Exercise goal - I would like the entries transcribed word for word, please, with the pictures removed.

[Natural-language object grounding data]
•••••

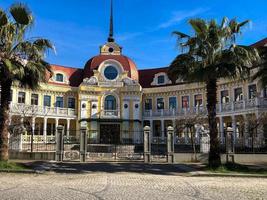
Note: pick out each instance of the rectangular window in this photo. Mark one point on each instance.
(160, 103)
(161, 79)
(172, 103)
(185, 101)
(71, 103)
(238, 94)
(47, 100)
(252, 91)
(11, 96)
(148, 104)
(198, 100)
(34, 99)
(225, 96)
(21, 97)
(59, 102)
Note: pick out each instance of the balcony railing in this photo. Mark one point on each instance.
(109, 113)
(202, 110)
(33, 110)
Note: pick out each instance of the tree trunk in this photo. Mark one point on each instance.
(4, 118)
(214, 154)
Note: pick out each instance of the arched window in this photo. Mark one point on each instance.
(59, 77)
(110, 103)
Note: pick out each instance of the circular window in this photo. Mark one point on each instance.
(110, 49)
(110, 72)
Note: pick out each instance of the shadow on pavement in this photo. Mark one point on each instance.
(111, 167)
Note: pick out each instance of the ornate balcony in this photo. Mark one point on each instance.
(109, 113)
(34, 111)
(239, 106)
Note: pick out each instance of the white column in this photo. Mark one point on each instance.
(9, 119)
(56, 125)
(151, 128)
(259, 128)
(45, 129)
(68, 128)
(234, 127)
(246, 133)
(33, 126)
(221, 128)
(174, 127)
(162, 129)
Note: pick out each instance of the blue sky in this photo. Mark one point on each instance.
(142, 27)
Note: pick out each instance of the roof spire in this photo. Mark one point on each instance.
(110, 38)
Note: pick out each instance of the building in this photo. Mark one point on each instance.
(114, 100)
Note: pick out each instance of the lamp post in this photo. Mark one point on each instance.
(230, 149)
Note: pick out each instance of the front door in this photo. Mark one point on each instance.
(109, 133)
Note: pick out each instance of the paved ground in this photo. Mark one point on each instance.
(126, 181)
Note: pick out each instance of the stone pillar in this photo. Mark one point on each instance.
(68, 128)
(221, 129)
(59, 143)
(162, 129)
(260, 134)
(151, 128)
(230, 147)
(147, 144)
(234, 128)
(45, 130)
(174, 130)
(56, 125)
(33, 126)
(83, 144)
(170, 145)
(246, 133)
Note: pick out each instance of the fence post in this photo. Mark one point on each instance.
(147, 144)
(59, 143)
(230, 148)
(170, 144)
(83, 144)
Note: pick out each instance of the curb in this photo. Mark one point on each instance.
(21, 171)
(227, 175)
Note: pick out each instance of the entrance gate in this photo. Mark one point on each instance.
(85, 150)
(114, 149)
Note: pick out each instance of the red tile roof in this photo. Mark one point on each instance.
(260, 43)
(144, 76)
(126, 62)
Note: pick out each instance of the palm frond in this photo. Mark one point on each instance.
(3, 18)
(21, 14)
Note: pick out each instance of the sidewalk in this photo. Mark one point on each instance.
(181, 169)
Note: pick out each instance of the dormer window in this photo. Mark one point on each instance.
(111, 72)
(59, 77)
(161, 79)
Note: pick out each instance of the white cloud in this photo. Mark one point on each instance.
(179, 16)
(128, 36)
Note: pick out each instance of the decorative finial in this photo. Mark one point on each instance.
(110, 38)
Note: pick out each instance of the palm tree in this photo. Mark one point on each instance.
(21, 61)
(208, 55)
(262, 67)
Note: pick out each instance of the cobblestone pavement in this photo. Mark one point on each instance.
(127, 185)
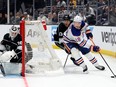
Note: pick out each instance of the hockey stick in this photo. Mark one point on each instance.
(65, 61)
(114, 76)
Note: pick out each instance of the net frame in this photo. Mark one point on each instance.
(46, 40)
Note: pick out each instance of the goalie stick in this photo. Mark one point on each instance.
(66, 61)
(114, 76)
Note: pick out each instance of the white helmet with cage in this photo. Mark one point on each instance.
(78, 19)
(13, 31)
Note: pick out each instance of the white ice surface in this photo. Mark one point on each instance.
(71, 78)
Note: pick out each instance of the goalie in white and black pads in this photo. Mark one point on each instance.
(11, 48)
(75, 42)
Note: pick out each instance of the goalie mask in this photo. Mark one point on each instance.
(13, 31)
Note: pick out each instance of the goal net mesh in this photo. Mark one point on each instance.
(38, 56)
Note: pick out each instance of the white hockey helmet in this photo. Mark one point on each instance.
(78, 19)
(13, 31)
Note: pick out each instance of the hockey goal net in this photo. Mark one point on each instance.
(38, 56)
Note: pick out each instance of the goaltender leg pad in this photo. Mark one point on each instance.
(12, 68)
(29, 53)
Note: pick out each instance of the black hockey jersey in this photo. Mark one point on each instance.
(60, 31)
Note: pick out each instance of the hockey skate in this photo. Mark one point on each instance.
(2, 70)
(85, 69)
(74, 61)
(100, 67)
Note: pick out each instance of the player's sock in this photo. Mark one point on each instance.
(85, 69)
(74, 61)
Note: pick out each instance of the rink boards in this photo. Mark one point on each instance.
(104, 36)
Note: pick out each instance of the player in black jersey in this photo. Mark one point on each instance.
(62, 27)
(12, 41)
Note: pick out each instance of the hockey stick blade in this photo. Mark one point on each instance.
(113, 76)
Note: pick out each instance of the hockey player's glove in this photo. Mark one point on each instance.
(95, 48)
(89, 34)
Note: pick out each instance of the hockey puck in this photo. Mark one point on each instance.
(113, 76)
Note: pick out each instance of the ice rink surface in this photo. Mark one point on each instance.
(72, 76)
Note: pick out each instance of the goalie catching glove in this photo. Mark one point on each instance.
(89, 34)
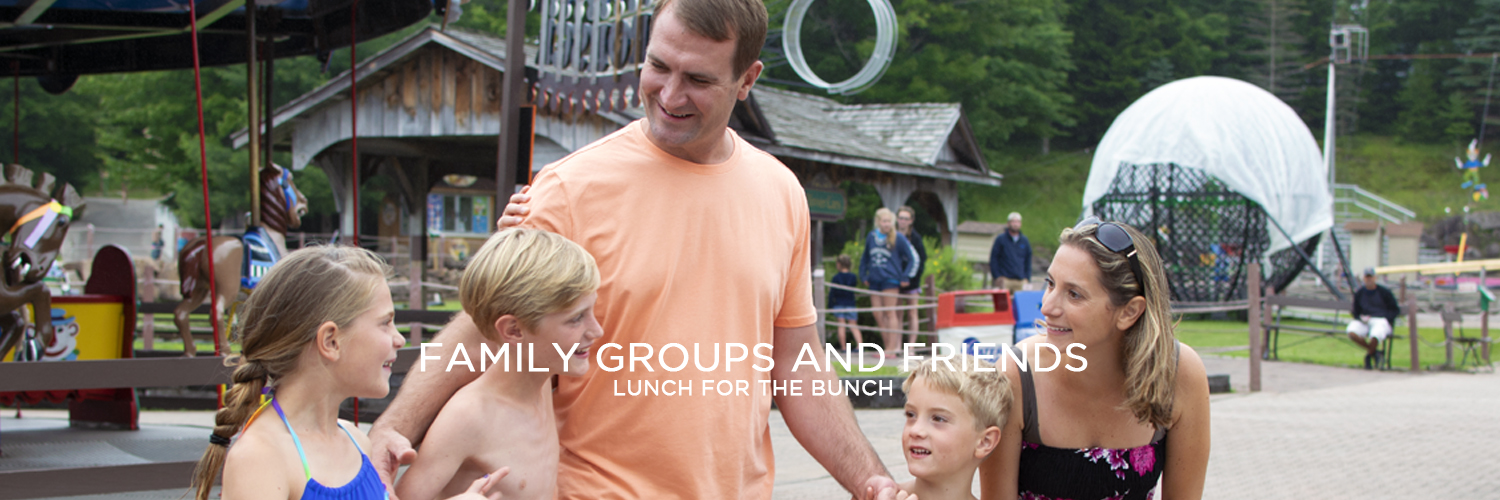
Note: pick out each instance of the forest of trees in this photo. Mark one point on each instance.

•••••

Output below -
Note: pick out each instance of the rectangular window in this photo. Mark one point on each instance.
(160, 103)
(161, 79)
(172, 103)
(185, 101)
(71, 103)
(238, 94)
(47, 100)
(252, 91)
(11, 96)
(148, 104)
(198, 100)
(34, 99)
(225, 96)
(21, 97)
(59, 102)
Note: pick out each instance of the balcony railing in this photo. Mark one point on each instance.
(109, 113)
(202, 110)
(33, 110)
Note: pick out each instance of the tree trunk in this photo. Mark one point on each instance.
(4, 118)
(214, 154)
Note: pick out each instance of the arched window in this photo. Mark one point on each instance.
(59, 77)
(110, 103)
Note: pick out each instance of the circular window in this photo. Mark one point on each instance.
(110, 49)
(110, 72)
Note: pick out each instance of the shadow on pavement in this photo. Mark one point on each instance.
(111, 167)
Note: pick out each instance of the ornate balcony in this photo. Mark one point on each instance.
(109, 113)
(34, 111)
(239, 106)
Note: pick out each instance of the white column in this photo. Mark one point on each instance.
(9, 119)
(56, 125)
(151, 128)
(259, 128)
(45, 129)
(68, 128)
(234, 127)
(246, 133)
(33, 126)
(221, 128)
(174, 127)
(162, 129)
Note: pick out each instance of the blue sky in this photo. Mark one point on each instance.
(142, 27)
Note: pick out each instance of the roof spire in this photo. Mark one point on each instance.
(110, 38)
Note: pick out each instance of the building in this photo. Mark one point on each instance.
(114, 100)
Note: pick out each instance of the lamp post in this photo. Mark one point on each instance.
(230, 149)
Note: pick out each instance of the front door in this photo. Mark one point on each instance.
(109, 133)
Note: pick out each instance of the paved ground in this photo. Mark one point on each instance.
(126, 181)
Note: pick out each instance of the stone pillar in this photo. Mark one point on each instance.
(68, 128)
(221, 129)
(59, 143)
(162, 129)
(260, 134)
(151, 128)
(230, 147)
(147, 144)
(234, 128)
(45, 130)
(174, 130)
(56, 125)
(33, 126)
(83, 144)
(170, 145)
(246, 133)
Note: pick out each instance of the fence post in this photo. Mark one point on each instance.
(147, 144)
(59, 143)
(230, 148)
(170, 144)
(83, 144)
Note: pick out each instance of the curb in this photo. Mark one point on each instance.
(21, 171)
(227, 175)
Note: pick out each instance of the entrance gate in this photo. Mark one point on each instance.
(85, 150)
(114, 149)
Note: pick out each instance of the red tile roof in this photo. Mark one point on each instance.
(260, 43)
(144, 76)
(126, 62)
Note: pick out each instance of the palm frond in this photo. Mark one point on each instance.
(3, 18)
(21, 14)
Note: pick out each instance of the sidewalk in this photo. Mark one point on each instance.
(181, 169)
Note: pick out each instance of the dormer window in this photo. Mark one point on each instance.
(111, 72)
(59, 77)
(161, 79)
Note: pick out each instance of the white cloud in this photo. Mark one point on each instance.
(179, 16)
(128, 36)
Note: pick out each instance of the decorative finial in this photo. Mark one point on each instance.
(110, 38)
Note: pick out each instance of the palm tree in this photo. Mark one point on each instance.
(21, 61)
(208, 55)
(262, 67)
Note: pick out each instance of the cobblestone pavement in this photo. Mark one point on each instance.
(127, 185)
Note: pick out each instance of the hockey stick in this photo. Mark one point on each instance.
(65, 61)
(114, 76)
Note: pick out each instance of the net frame in this photo. Mark one point on each instance.
(46, 40)
Note: pick out each instance of the goalie stick in this photo. Mark one point on each instance.
(66, 61)
(114, 76)
Note: pick out each instance of the white helmet with cage in this photo. Mark one point on each instance.
(78, 19)
(13, 31)
Note: pick out each instance of the white ice surface in this photo. Mark one point on each instance.
(71, 78)
Note: pick out each instance of the goalie in white and black pads in this photo. Mark one point on each instance.
(11, 48)
(75, 42)
Note: pick out each instance of the goalie mask in this photo. Mark one point on each instance.
(13, 31)
Note: pick out each instance of the goal net mesh in this photo. Mark one point on each instance.
(38, 56)
Note: pick out each instance of the white hockey helmet in this photo. Mark one point on each instance.
(78, 19)
(13, 31)
Note: pick out each instance of the hockey goal net in this photo. Mark one point on each instance.
(38, 56)
Note: pick out each instance of the goaltender leg pad in this photo. Mark one point on each instance.
(12, 68)
(29, 53)
Note: pick out each instance of the black hockey jersey in this photo. Mark one point on each instance.
(60, 31)
Note: pick out each instance of the hockey skate in this photo. Mark one point on each instance.
(2, 70)
(85, 69)
(74, 61)
(100, 67)
Note: pick out each instance of the player's sock in this photo. Mark one point on each instance.
(85, 69)
(74, 61)
Note: pick out each instance of the rink boards in this photo. Mark one point on each instance.
(104, 36)
Note: pick out each instance of the player in black jersey in this photo. Mark one point on each instance.
(62, 27)
(12, 41)
Note: pick out each instance of the hockey stick blade in this photo. Mark one point on each instance.
(113, 76)
Note: pick out each instance of the hockey player's glove in this photo. Mark one point on each instance.
(95, 48)
(89, 34)
Note: pick out each instance of the hockey puck in this photo. Mark one point on each instance.
(113, 76)
Note: pick out each instance of the ice rink surface in this photo. Mark one point on each instance.
(72, 76)
Note: pick out each instance of the goalie catching glove in this photo. Mark one point on each instance.
(89, 34)
Note: pick out each instance of the forest of trees in this photo. Mark one point on each instance.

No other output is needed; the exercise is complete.